▶ [Written exercise]
Extract every line starting at the line that contains "Where in this photo do you see the chimney?" and ending with the final line of the data, inclusive; give only those lines, word for word.

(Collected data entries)
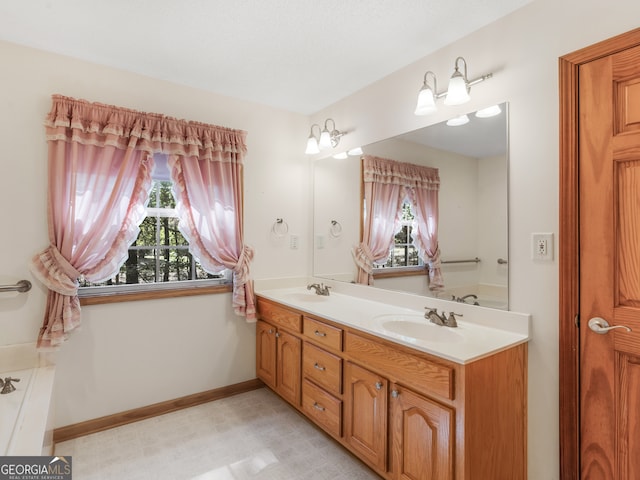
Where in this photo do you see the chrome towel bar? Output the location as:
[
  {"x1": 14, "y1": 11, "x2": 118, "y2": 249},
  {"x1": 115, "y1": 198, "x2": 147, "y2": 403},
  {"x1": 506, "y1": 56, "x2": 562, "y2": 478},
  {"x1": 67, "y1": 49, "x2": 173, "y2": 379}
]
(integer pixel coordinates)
[
  {"x1": 0, "y1": 280, "x2": 31, "y2": 293},
  {"x1": 440, "y1": 257, "x2": 480, "y2": 263}
]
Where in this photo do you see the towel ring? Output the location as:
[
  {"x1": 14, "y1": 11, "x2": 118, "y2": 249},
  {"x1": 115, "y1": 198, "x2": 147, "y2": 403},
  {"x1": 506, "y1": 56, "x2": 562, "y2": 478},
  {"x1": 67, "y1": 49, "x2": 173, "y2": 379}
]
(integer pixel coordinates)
[
  {"x1": 329, "y1": 220, "x2": 342, "y2": 238},
  {"x1": 271, "y1": 218, "x2": 289, "y2": 238}
]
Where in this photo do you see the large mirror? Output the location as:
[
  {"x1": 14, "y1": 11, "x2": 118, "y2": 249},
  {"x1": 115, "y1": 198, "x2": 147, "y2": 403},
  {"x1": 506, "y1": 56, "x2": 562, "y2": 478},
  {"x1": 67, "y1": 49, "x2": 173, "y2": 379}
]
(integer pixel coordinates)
[{"x1": 313, "y1": 103, "x2": 509, "y2": 309}]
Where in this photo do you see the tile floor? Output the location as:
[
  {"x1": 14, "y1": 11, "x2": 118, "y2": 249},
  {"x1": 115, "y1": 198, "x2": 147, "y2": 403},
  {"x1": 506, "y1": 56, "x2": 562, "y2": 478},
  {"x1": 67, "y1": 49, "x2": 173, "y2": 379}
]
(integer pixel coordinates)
[{"x1": 55, "y1": 388, "x2": 380, "y2": 480}]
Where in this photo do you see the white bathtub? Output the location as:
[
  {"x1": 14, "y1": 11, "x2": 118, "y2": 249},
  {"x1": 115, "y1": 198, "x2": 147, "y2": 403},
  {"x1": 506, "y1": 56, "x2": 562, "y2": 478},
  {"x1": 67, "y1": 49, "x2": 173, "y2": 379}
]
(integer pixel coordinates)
[{"x1": 0, "y1": 343, "x2": 55, "y2": 456}]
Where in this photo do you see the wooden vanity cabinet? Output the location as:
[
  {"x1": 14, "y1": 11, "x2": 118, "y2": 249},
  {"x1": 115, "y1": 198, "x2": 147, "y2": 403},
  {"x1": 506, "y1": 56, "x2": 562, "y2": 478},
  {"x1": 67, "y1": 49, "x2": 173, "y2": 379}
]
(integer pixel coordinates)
[
  {"x1": 256, "y1": 300, "x2": 302, "y2": 407},
  {"x1": 256, "y1": 320, "x2": 302, "y2": 406},
  {"x1": 257, "y1": 297, "x2": 527, "y2": 480},
  {"x1": 389, "y1": 384, "x2": 454, "y2": 480},
  {"x1": 344, "y1": 362, "x2": 388, "y2": 472}
]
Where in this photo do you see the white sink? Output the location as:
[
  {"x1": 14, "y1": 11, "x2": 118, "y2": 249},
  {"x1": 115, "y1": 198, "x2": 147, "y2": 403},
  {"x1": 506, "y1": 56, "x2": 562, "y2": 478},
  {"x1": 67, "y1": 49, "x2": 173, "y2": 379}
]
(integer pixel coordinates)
[{"x1": 374, "y1": 314, "x2": 464, "y2": 343}]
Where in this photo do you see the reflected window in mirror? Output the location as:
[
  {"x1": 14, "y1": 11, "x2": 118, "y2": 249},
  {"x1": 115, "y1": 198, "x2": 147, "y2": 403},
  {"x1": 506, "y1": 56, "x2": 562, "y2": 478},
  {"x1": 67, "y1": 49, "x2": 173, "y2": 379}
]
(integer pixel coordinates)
[
  {"x1": 373, "y1": 200, "x2": 424, "y2": 270},
  {"x1": 313, "y1": 103, "x2": 509, "y2": 309}
]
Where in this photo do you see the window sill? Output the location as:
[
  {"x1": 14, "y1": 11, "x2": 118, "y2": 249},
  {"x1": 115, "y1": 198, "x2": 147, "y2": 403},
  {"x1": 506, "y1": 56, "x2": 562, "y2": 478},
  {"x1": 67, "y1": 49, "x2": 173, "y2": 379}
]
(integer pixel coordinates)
[
  {"x1": 80, "y1": 284, "x2": 233, "y2": 306},
  {"x1": 373, "y1": 267, "x2": 429, "y2": 278}
]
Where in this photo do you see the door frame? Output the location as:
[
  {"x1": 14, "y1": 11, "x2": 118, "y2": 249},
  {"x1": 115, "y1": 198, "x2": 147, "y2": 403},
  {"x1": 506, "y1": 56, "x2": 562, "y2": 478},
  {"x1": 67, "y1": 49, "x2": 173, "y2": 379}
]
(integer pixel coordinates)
[{"x1": 558, "y1": 28, "x2": 640, "y2": 480}]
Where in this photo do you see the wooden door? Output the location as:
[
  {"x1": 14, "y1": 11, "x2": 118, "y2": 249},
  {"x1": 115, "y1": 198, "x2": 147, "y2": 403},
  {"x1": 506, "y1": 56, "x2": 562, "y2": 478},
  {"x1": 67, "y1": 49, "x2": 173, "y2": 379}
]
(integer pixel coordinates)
[
  {"x1": 344, "y1": 362, "x2": 388, "y2": 471},
  {"x1": 389, "y1": 385, "x2": 452, "y2": 480},
  {"x1": 578, "y1": 43, "x2": 640, "y2": 480},
  {"x1": 256, "y1": 320, "x2": 276, "y2": 389},
  {"x1": 276, "y1": 330, "x2": 302, "y2": 406}
]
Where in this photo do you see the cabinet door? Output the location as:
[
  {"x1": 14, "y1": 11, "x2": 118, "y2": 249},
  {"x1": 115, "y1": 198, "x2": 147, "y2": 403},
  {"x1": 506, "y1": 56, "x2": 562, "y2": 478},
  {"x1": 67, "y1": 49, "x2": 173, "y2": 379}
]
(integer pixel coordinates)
[
  {"x1": 256, "y1": 320, "x2": 276, "y2": 389},
  {"x1": 344, "y1": 362, "x2": 388, "y2": 471},
  {"x1": 389, "y1": 385, "x2": 454, "y2": 480},
  {"x1": 276, "y1": 331, "x2": 302, "y2": 406}
]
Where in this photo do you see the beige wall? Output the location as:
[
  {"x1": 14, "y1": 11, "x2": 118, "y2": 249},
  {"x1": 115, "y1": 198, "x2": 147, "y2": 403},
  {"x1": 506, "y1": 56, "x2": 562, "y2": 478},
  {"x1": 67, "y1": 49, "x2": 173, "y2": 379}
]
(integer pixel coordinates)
[
  {"x1": 0, "y1": 42, "x2": 311, "y2": 426},
  {"x1": 0, "y1": 0, "x2": 640, "y2": 480},
  {"x1": 312, "y1": 0, "x2": 640, "y2": 480}
]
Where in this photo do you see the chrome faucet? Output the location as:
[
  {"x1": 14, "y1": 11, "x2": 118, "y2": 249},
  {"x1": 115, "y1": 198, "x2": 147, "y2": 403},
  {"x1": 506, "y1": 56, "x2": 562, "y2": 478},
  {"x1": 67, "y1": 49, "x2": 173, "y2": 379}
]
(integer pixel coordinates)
[
  {"x1": 451, "y1": 293, "x2": 480, "y2": 305},
  {"x1": 307, "y1": 283, "x2": 331, "y2": 297},
  {"x1": 424, "y1": 307, "x2": 462, "y2": 328},
  {"x1": 0, "y1": 377, "x2": 20, "y2": 395}
]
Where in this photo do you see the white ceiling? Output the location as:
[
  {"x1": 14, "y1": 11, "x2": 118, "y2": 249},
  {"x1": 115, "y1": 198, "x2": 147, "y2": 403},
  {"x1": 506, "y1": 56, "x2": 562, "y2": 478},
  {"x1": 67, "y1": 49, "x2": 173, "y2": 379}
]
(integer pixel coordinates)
[{"x1": 0, "y1": 0, "x2": 532, "y2": 114}]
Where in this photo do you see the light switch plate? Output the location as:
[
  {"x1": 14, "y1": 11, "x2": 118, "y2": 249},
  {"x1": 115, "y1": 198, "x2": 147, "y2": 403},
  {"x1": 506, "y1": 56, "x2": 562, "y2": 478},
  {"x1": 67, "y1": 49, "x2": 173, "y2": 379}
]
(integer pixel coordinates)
[{"x1": 531, "y1": 233, "x2": 553, "y2": 261}]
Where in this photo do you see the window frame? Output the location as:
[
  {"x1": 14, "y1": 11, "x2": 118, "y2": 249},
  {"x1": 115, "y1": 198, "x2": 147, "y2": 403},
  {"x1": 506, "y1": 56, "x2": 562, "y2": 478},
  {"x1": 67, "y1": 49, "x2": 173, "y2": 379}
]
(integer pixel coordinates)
[
  {"x1": 372, "y1": 198, "x2": 429, "y2": 278},
  {"x1": 77, "y1": 175, "x2": 233, "y2": 306}
]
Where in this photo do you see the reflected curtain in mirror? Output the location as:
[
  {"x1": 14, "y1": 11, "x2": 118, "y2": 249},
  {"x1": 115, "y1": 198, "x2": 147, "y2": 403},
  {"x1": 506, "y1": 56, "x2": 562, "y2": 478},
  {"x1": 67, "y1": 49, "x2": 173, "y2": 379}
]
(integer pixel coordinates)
[{"x1": 353, "y1": 155, "x2": 442, "y2": 290}]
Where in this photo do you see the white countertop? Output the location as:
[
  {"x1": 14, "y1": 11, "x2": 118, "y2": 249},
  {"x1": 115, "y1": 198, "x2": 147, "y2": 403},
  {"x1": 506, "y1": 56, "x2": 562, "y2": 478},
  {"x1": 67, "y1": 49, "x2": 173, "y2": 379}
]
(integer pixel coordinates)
[{"x1": 256, "y1": 281, "x2": 530, "y2": 364}]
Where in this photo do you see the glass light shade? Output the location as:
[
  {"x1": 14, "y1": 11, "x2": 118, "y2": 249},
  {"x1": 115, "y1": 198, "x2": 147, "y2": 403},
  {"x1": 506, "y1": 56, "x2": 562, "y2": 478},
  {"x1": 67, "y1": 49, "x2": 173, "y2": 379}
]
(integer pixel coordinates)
[
  {"x1": 413, "y1": 86, "x2": 438, "y2": 115},
  {"x1": 447, "y1": 115, "x2": 469, "y2": 127},
  {"x1": 318, "y1": 128, "x2": 331, "y2": 150},
  {"x1": 444, "y1": 72, "x2": 471, "y2": 105},
  {"x1": 304, "y1": 135, "x2": 320, "y2": 155},
  {"x1": 476, "y1": 105, "x2": 502, "y2": 118}
]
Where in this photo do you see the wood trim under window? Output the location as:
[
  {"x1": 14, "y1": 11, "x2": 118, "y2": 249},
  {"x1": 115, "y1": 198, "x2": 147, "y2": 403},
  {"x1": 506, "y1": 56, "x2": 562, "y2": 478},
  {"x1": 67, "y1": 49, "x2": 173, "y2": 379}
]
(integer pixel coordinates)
[
  {"x1": 80, "y1": 283, "x2": 233, "y2": 306},
  {"x1": 558, "y1": 29, "x2": 640, "y2": 480},
  {"x1": 373, "y1": 266, "x2": 429, "y2": 278}
]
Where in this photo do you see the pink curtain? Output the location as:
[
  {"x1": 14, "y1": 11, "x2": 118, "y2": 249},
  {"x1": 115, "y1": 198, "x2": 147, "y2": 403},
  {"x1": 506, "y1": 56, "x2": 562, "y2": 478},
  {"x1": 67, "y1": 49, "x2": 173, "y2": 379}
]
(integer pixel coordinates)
[
  {"x1": 408, "y1": 165, "x2": 444, "y2": 290},
  {"x1": 353, "y1": 155, "x2": 442, "y2": 290},
  {"x1": 169, "y1": 124, "x2": 256, "y2": 321},
  {"x1": 353, "y1": 155, "x2": 405, "y2": 285},
  {"x1": 31, "y1": 95, "x2": 253, "y2": 348},
  {"x1": 30, "y1": 96, "x2": 153, "y2": 348}
]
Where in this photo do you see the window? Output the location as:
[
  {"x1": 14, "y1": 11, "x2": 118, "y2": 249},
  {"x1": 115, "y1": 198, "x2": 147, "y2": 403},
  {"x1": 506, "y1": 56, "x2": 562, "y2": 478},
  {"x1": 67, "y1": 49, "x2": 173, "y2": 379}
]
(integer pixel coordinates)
[
  {"x1": 80, "y1": 177, "x2": 231, "y2": 296},
  {"x1": 374, "y1": 201, "x2": 424, "y2": 268}
]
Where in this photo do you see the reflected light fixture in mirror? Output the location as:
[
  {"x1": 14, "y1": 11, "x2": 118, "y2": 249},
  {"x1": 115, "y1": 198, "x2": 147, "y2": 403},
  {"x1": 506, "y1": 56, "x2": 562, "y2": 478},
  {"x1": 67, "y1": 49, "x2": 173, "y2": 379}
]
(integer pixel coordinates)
[
  {"x1": 332, "y1": 147, "x2": 363, "y2": 160},
  {"x1": 304, "y1": 118, "x2": 345, "y2": 155},
  {"x1": 414, "y1": 57, "x2": 493, "y2": 115},
  {"x1": 447, "y1": 115, "x2": 469, "y2": 127}
]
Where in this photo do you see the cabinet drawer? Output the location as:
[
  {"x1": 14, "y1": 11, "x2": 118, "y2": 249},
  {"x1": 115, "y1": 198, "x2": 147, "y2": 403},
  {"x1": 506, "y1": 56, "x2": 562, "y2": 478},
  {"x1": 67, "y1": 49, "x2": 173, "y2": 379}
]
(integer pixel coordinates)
[
  {"x1": 302, "y1": 342, "x2": 342, "y2": 395},
  {"x1": 258, "y1": 298, "x2": 302, "y2": 333},
  {"x1": 302, "y1": 317, "x2": 342, "y2": 352},
  {"x1": 302, "y1": 380, "x2": 342, "y2": 437},
  {"x1": 345, "y1": 332, "x2": 454, "y2": 400}
]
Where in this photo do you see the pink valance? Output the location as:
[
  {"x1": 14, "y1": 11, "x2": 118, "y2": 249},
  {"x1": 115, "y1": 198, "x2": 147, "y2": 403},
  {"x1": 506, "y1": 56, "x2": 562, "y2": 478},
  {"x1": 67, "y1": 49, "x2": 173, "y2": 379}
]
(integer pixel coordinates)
[
  {"x1": 352, "y1": 155, "x2": 443, "y2": 290},
  {"x1": 30, "y1": 95, "x2": 255, "y2": 348},
  {"x1": 362, "y1": 155, "x2": 440, "y2": 190},
  {"x1": 45, "y1": 95, "x2": 247, "y2": 161}
]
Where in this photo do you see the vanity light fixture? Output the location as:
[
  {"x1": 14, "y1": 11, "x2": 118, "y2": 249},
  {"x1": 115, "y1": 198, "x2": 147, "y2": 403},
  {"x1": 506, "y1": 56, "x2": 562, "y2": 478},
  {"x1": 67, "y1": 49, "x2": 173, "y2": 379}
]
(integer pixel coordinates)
[
  {"x1": 414, "y1": 57, "x2": 493, "y2": 115},
  {"x1": 304, "y1": 118, "x2": 345, "y2": 155},
  {"x1": 413, "y1": 70, "x2": 438, "y2": 115},
  {"x1": 304, "y1": 123, "x2": 320, "y2": 155}
]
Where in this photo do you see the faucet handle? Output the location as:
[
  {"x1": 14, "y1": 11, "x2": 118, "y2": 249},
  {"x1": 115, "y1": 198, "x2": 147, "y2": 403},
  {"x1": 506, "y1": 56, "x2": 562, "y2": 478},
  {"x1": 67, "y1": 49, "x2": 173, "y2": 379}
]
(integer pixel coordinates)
[{"x1": 0, "y1": 377, "x2": 20, "y2": 395}]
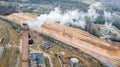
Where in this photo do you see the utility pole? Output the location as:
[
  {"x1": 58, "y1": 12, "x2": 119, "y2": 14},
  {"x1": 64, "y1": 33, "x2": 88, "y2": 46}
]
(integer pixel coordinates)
[{"x1": 21, "y1": 23, "x2": 29, "y2": 67}]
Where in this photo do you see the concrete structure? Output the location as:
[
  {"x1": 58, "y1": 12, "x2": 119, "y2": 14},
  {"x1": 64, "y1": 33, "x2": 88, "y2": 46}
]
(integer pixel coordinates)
[
  {"x1": 22, "y1": 23, "x2": 29, "y2": 67},
  {"x1": 30, "y1": 53, "x2": 46, "y2": 67},
  {"x1": 69, "y1": 58, "x2": 79, "y2": 67},
  {"x1": 42, "y1": 42, "x2": 51, "y2": 50},
  {"x1": 0, "y1": 46, "x2": 5, "y2": 57}
]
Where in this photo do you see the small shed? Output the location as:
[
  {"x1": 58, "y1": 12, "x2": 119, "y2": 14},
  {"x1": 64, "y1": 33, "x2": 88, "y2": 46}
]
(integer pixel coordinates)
[{"x1": 42, "y1": 42, "x2": 51, "y2": 50}]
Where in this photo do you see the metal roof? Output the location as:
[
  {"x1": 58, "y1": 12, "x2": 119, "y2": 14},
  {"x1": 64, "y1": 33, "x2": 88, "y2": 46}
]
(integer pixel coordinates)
[
  {"x1": 43, "y1": 42, "x2": 50, "y2": 48},
  {"x1": 30, "y1": 53, "x2": 45, "y2": 64}
]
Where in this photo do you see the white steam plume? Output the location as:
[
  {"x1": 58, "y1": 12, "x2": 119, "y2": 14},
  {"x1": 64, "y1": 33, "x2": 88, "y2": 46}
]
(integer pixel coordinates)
[
  {"x1": 28, "y1": 2, "x2": 114, "y2": 29},
  {"x1": 28, "y1": 8, "x2": 86, "y2": 28}
]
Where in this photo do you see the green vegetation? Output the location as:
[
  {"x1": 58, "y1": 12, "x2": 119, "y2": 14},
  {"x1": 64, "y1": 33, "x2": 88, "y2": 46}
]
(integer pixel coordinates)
[
  {"x1": 0, "y1": 47, "x2": 19, "y2": 67},
  {"x1": 0, "y1": 20, "x2": 19, "y2": 45}
]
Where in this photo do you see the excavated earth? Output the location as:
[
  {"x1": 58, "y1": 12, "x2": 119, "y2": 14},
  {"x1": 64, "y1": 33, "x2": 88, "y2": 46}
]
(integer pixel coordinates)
[{"x1": 7, "y1": 13, "x2": 120, "y2": 67}]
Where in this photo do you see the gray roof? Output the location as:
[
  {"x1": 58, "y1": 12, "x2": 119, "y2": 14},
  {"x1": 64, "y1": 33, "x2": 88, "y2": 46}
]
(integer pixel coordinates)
[{"x1": 30, "y1": 53, "x2": 45, "y2": 64}]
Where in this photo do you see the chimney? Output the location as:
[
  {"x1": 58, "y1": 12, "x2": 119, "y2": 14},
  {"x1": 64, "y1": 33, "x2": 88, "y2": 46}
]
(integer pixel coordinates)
[{"x1": 21, "y1": 23, "x2": 29, "y2": 67}]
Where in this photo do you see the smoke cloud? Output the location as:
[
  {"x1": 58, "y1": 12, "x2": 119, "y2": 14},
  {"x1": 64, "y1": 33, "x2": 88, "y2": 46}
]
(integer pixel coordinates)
[{"x1": 28, "y1": 2, "x2": 115, "y2": 29}]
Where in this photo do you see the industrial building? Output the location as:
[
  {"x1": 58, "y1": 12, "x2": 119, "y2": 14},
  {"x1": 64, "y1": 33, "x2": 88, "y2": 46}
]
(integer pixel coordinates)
[
  {"x1": 69, "y1": 58, "x2": 79, "y2": 67},
  {"x1": 42, "y1": 42, "x2": 51, "y2": 50},
  {"x1": 30, "y1": 53, "x2": 46, "y2": 67}
]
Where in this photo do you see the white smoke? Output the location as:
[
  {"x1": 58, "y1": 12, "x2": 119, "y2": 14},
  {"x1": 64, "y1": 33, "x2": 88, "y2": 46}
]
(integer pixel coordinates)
[
  {"x1": 104, "y1": 11, "x2": 113, "y2": 28},
  {"x1": 28, "y1": 2, "x2": 114, "y2": 28},
  {"x1": 28, "y1": 8, "x2": 86, "y2": 28}
]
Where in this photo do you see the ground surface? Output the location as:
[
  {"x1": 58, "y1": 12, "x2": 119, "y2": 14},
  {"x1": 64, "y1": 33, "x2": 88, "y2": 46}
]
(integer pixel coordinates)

▶ [Answer below]
Where in this photo do you see the chimney? Output the location as:
[
  {"x1": 58, "y1": 12, "x2": 119, "y2": 14},
  {"x1": 64, "y1": 33, "x2": 88, "y2": 46}
]
(integer pixel coordinates)
[{"x1": 21, "y1": 23, "x2": 29, "y2": 67}]
Where in this photo do you see the smoke cloud? Output the location as:
[
  {"x1": 58, "y1": 12, "x2": 119, "y2": 14},
  {"x1": 64, "y1": 33, "x2": 88, "y2": 46}
]
(integer pixel coordinates)
[{"x1": 28, "y1": 2, "x2": 115, "y2": 29}]
Where in this photo do you see the industrial building? Output the location as:
[
  {"x1": 58, "y1": 12, "x2": 119, "y2": 14},
  {"x1": 64, "y1": 33, "x2": 88, "y2": 46}
]
(integer pixel coordinates)
[
  {"x1": 69, "y1": 58, "x2": 79, "y2": 67},
  {"x1": 42, "y1": 42, "x2": 51, "y2": 50},
  {"x1": 30, "y1": 53, "x2": 46, "y2": 67}
]
Where in this photo do you see the white smoke? Output the location as:
[
  {"x1": 58, "y1": 12, "x2": 119, "y2": 14},
  {"x1": 64, "y1": 33, "x2": 88, "y2": 46}
]
(integer pixel coordinates)
[
  {"x1": 104, "y1": 11, "x2": 113, "y2": 28},
  {"x1": 28, "y1": 2, "x2": 114, "y2": 28},
  {"x1": 28, "y1": 8, "x2": 86, "y2": 28}
]
Where in this photo do you see the ground surface? Output the location as:
[
  {"x1": 58, "y1": 12, "x2": 119, "y2": 14},
  {"x1": 64, "y1": 33, "x2": 88, "y2": 46}
]
(integer pixel coordinates)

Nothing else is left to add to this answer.